## EXERCISE AIM
From the line that contains "the sea surface." to the end of the records below, copy every line exactly. Both the first and last of these lines count.

Records from a data source
-=-=-=-=-

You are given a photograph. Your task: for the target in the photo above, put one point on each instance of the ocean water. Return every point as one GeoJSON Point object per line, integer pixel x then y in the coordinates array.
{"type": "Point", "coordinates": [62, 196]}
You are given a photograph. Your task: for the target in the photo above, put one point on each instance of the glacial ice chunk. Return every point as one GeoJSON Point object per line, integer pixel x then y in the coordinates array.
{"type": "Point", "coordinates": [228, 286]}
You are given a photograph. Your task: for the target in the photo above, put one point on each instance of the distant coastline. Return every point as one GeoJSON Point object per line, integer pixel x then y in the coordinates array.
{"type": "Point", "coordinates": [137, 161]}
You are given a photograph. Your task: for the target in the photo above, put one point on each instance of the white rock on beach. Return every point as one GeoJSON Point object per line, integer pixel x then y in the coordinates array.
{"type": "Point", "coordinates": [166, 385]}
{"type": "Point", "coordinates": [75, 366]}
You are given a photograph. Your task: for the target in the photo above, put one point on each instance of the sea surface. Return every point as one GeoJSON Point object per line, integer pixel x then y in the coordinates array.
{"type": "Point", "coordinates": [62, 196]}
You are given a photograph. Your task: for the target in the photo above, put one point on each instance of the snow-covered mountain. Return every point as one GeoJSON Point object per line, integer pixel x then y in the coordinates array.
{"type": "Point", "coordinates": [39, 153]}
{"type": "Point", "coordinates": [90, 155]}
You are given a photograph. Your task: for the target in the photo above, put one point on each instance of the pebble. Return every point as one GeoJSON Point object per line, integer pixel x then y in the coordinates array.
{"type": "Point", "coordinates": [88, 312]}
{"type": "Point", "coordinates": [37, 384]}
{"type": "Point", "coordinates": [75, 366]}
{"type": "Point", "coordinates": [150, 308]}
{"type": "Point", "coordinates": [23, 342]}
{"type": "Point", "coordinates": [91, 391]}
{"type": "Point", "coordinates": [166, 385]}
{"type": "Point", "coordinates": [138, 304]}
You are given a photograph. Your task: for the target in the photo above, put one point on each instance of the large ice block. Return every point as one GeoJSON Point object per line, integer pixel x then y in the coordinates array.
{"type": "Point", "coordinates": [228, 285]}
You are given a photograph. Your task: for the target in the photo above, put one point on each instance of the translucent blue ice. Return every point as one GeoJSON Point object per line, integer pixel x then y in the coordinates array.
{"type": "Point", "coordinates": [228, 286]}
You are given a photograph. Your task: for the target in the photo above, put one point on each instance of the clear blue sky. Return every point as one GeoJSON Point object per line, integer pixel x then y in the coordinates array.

-=-=-=-=-

## EXERCISE ANSWER
You are given a photograph. Your task: for the target in the photo above, put one point on each instance of the sea surface. Return every point as one GeoJSON Point object per line, integer pixel x then y in the coordinates array.
{"type": "Point", "coordinates": [62, 196]}
You are given a photograph. Your task: for the target in the photo above, put one point on each instance of the snow-covered mountain. Return every point as one GeoJSON Point object per line, integer pixel x then y in the coordinates array.
{"type": "Point", "coordinates": [39, 153]}
{"type": "Point", "coordinates": [90, 155]}
You are given a photograph. Your task: for the target in the photo above, put one point on each instance of the pebble. Return every point as one GeoJSON Point object per line, integer pixel x then y in the coordinates array.
{"type": "Point", "coordinates": [88, 312]}
{"type": "Point", "coordinates": [37, 384]}
{"type": "Point", "coordinates": [75, 366]}
{"type": "Point", "coordinates": [150, 308]}
{"type": "Point", "coordinates": [23, 342]}
{"type": "Point", "coordinates": [91, 391]}
{"type": "Point", "coordinates": [166, 385]}
{"type": "Point", "coordinates": [138, 304]}
You are given a photograph. Your task: for the target in the photo above, put one point on each instance of the large ice block. Return every point as one GeoJSON Point object per line, integer pixel x then y in the coordinates array.
{"type": "Point", "coordinates": [228, 285]}
You are given a photograph. Your task: for the target in the photo above, put one point on each instance of the translucent blue ice. Return every point as one GeoJSON Point object per line, integer pixel x then y in the coordinates array.
{"type": "Point", "coordinates": [228, 286]}
You are given a photograph. Your task: for the target in the photo above, put one point on each instance of the clear blue sky. Return every point as one GeoJSON Point object per line, integer pixel x then y in the coordinates array.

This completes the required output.